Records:
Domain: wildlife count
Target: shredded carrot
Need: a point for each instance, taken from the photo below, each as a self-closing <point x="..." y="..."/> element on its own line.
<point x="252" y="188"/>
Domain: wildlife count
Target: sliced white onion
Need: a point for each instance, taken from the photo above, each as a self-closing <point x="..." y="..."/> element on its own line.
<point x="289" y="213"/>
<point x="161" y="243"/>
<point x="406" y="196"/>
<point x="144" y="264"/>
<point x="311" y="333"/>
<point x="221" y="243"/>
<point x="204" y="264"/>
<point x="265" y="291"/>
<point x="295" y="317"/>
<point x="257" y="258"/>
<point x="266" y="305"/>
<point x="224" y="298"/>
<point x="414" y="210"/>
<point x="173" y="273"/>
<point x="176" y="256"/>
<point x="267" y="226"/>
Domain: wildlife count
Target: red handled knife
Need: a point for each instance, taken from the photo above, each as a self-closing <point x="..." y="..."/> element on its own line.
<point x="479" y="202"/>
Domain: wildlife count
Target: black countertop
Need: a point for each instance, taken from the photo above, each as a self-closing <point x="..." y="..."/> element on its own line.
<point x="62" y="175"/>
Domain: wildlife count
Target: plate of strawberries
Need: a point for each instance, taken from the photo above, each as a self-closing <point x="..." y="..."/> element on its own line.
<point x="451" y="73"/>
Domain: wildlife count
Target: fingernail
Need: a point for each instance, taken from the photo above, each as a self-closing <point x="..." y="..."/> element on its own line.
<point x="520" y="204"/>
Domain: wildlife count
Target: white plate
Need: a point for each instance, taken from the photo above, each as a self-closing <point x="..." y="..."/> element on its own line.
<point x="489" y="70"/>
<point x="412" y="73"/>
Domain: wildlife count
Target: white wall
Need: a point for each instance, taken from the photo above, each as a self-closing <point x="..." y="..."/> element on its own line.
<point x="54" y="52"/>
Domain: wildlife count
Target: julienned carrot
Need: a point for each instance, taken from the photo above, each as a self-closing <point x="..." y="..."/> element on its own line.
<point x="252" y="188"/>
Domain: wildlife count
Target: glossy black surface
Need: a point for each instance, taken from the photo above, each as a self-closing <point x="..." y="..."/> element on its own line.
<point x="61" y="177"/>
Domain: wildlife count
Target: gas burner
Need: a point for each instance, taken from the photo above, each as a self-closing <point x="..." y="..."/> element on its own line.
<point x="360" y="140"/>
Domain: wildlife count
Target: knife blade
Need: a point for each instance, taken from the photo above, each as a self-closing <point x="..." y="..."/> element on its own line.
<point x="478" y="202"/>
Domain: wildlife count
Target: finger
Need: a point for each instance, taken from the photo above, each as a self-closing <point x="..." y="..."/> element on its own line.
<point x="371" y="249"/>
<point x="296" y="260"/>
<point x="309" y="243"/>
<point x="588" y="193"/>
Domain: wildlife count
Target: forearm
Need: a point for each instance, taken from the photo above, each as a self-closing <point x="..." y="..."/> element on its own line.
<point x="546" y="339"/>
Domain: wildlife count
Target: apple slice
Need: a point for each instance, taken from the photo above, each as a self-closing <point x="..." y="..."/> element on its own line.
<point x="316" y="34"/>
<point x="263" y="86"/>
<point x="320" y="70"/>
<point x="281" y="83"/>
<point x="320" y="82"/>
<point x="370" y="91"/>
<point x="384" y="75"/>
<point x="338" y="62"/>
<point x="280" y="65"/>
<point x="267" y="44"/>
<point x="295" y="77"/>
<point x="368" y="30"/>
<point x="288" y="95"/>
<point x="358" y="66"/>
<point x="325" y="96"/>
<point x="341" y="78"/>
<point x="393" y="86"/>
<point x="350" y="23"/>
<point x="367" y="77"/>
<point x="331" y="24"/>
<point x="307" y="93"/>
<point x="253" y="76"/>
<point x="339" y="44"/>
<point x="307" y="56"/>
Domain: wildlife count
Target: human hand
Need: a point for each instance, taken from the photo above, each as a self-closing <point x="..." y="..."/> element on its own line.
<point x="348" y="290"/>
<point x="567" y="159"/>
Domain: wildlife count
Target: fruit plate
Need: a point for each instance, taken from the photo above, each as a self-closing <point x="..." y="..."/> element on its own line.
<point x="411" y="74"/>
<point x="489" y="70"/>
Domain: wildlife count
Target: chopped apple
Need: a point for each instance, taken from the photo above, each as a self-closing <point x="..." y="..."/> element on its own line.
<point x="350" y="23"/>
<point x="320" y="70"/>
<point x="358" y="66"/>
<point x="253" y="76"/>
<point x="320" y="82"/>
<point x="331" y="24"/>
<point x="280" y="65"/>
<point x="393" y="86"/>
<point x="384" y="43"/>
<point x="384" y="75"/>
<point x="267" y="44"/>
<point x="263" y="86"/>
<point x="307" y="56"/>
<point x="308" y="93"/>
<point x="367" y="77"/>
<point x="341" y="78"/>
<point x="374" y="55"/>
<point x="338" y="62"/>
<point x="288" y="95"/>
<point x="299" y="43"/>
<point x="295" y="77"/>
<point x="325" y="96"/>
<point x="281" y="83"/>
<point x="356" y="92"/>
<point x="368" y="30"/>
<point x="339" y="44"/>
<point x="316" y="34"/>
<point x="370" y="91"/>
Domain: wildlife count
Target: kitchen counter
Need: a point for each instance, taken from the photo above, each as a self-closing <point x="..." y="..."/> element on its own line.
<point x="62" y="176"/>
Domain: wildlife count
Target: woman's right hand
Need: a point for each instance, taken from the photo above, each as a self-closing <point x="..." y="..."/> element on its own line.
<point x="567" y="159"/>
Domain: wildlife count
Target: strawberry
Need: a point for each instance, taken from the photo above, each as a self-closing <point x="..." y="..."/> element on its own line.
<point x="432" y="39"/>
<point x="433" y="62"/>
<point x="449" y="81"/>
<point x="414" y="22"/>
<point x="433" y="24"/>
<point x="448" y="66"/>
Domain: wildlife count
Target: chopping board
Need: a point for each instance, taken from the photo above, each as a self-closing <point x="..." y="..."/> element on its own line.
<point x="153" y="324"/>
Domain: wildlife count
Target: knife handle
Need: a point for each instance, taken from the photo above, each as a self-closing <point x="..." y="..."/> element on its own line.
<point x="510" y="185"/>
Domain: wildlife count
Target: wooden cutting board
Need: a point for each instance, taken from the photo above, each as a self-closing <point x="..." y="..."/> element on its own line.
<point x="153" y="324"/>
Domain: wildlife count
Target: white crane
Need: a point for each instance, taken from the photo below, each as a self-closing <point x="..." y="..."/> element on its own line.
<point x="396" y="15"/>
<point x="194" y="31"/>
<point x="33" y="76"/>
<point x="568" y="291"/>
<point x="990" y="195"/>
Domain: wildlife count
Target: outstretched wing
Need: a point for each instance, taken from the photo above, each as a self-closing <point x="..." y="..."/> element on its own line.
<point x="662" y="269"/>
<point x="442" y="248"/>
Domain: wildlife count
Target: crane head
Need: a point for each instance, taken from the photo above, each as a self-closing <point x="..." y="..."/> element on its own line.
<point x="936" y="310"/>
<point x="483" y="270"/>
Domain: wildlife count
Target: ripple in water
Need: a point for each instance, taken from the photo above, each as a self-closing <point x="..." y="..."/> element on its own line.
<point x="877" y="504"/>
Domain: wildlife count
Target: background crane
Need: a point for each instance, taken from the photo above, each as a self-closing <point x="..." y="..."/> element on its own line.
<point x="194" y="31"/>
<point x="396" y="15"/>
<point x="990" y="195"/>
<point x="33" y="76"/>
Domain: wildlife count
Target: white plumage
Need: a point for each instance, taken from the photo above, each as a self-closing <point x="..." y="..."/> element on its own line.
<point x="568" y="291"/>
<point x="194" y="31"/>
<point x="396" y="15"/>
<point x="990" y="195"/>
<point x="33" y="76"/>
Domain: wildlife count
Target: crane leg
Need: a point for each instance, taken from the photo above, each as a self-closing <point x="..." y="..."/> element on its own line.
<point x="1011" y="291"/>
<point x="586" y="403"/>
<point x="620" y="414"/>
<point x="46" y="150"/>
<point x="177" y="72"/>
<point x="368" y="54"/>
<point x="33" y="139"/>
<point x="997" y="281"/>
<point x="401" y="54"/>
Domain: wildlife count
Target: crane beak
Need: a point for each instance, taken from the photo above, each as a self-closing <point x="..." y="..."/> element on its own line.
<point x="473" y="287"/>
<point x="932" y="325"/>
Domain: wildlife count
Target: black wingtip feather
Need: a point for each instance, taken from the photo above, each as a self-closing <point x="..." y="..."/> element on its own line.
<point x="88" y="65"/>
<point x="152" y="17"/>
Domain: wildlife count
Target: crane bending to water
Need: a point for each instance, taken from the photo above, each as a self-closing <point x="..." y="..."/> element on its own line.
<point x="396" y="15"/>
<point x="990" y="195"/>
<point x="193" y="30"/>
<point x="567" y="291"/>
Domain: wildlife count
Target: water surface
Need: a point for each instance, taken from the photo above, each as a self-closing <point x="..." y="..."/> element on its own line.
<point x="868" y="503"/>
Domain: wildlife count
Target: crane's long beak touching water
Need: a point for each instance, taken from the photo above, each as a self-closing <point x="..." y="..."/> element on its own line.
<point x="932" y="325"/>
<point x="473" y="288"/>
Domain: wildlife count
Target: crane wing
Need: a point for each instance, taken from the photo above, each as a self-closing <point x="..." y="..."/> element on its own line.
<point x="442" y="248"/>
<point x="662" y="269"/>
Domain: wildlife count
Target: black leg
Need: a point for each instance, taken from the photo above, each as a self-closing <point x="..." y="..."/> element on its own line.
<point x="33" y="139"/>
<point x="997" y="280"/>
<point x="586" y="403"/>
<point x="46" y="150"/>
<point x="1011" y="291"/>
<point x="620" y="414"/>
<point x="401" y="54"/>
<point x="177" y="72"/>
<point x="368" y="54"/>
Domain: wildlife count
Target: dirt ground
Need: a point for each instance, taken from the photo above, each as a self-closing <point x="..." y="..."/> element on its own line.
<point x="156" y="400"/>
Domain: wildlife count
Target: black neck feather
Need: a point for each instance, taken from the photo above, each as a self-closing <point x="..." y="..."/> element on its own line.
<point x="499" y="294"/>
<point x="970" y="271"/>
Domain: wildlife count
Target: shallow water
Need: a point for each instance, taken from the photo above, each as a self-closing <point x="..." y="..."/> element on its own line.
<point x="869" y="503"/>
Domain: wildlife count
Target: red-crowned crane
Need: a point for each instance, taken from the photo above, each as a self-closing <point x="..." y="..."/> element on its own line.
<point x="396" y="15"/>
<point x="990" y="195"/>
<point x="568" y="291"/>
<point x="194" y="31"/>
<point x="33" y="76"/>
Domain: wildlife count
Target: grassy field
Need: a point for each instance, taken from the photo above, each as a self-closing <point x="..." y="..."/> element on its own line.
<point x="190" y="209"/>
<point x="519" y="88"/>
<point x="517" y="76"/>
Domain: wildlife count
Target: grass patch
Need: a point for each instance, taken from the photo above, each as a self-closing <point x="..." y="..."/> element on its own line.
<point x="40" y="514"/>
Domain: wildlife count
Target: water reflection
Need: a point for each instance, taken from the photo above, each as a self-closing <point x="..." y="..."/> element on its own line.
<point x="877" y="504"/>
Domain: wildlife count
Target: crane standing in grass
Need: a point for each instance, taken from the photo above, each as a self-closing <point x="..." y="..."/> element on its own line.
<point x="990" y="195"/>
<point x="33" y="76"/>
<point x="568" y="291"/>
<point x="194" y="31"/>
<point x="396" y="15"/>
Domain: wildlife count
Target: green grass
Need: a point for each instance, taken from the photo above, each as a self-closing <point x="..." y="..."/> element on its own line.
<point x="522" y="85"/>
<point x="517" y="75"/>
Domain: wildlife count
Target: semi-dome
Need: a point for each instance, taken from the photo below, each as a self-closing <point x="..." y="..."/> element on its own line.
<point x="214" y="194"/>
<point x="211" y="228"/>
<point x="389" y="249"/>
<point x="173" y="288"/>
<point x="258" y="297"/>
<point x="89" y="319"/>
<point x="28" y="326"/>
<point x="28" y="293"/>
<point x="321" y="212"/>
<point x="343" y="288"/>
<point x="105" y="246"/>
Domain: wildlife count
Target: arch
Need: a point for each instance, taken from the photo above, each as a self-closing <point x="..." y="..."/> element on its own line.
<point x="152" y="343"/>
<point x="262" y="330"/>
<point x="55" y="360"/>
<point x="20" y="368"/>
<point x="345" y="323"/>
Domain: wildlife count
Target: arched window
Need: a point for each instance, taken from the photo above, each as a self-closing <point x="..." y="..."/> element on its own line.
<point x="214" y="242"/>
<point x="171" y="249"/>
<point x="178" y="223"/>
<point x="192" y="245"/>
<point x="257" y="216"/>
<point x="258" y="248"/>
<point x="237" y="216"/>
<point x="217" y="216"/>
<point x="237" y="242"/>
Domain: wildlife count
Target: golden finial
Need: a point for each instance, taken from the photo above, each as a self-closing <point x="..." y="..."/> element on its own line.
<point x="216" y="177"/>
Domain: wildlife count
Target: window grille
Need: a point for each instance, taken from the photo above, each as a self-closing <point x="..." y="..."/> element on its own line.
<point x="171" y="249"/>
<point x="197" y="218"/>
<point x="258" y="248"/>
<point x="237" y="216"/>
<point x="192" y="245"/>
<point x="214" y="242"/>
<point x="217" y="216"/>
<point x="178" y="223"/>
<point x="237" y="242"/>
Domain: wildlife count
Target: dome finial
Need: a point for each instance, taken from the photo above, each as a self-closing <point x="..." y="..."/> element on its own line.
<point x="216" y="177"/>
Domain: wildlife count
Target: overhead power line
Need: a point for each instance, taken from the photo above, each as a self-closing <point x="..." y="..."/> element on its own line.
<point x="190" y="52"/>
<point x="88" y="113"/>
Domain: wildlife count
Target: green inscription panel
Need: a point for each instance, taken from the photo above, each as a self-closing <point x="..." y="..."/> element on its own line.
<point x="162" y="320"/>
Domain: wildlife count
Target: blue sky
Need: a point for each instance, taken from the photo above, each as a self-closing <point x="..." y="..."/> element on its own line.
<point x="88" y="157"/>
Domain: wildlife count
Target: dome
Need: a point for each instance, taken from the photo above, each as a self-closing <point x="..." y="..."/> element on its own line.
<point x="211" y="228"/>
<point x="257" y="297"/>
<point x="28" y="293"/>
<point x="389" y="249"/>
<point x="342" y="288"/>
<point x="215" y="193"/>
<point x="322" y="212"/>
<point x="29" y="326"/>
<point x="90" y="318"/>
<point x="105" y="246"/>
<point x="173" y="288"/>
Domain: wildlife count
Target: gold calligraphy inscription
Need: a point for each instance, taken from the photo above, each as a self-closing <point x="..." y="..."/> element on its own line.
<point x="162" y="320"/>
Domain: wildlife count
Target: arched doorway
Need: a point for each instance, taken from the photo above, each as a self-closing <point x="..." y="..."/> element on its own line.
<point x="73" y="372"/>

**EXERCISE DESCRIPTION:** How many of the lines above contain the string "water", with case counting? Reply with the number alone.

**CORRECT RESPONSE:** 6